[Records of named region outlines]

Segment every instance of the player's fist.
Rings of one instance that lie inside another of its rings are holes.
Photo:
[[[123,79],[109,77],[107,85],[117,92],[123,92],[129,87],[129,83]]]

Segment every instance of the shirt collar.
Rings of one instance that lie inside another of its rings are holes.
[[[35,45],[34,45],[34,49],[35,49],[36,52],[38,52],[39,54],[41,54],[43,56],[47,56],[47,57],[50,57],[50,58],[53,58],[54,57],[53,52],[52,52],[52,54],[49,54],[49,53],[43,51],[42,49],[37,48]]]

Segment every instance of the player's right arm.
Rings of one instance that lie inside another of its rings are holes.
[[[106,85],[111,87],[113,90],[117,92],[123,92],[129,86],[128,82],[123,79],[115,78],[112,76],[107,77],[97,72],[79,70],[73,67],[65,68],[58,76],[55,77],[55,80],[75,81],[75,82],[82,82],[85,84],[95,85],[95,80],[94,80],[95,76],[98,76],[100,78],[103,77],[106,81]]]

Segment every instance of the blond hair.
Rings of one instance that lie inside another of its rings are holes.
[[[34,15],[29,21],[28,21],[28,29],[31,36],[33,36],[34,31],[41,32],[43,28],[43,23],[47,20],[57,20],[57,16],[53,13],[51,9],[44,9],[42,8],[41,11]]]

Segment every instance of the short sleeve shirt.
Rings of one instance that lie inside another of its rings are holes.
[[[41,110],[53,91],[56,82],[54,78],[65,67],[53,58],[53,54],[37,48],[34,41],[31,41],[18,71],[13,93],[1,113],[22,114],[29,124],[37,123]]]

--

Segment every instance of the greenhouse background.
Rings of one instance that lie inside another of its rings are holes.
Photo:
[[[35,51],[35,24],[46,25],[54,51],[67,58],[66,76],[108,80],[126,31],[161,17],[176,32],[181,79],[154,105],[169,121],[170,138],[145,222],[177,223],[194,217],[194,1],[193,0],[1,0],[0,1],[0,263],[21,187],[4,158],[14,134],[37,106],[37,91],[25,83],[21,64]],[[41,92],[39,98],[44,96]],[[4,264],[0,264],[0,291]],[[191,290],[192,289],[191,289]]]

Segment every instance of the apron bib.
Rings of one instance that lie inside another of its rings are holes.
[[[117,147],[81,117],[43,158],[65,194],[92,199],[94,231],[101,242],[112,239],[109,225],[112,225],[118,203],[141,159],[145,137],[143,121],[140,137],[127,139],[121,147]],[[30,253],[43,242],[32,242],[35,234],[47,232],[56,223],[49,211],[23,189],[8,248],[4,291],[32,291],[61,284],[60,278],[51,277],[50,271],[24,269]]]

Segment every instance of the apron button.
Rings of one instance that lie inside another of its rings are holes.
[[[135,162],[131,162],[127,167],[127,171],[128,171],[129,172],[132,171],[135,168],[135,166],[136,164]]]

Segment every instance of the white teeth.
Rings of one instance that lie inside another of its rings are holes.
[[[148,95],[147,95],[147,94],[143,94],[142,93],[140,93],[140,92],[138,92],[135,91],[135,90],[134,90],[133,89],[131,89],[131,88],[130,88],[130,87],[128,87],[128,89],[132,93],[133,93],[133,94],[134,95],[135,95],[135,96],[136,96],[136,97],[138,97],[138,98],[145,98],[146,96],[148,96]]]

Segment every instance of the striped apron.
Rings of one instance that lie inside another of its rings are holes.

#### Stated problem:
Please collect every line of the records that contains the string "shirt", treating uppercase and lowercase as different.

#### Solution to the exercise:
Segment every instance of the shirt collar.
Segment every instance of the short sleeve shirt.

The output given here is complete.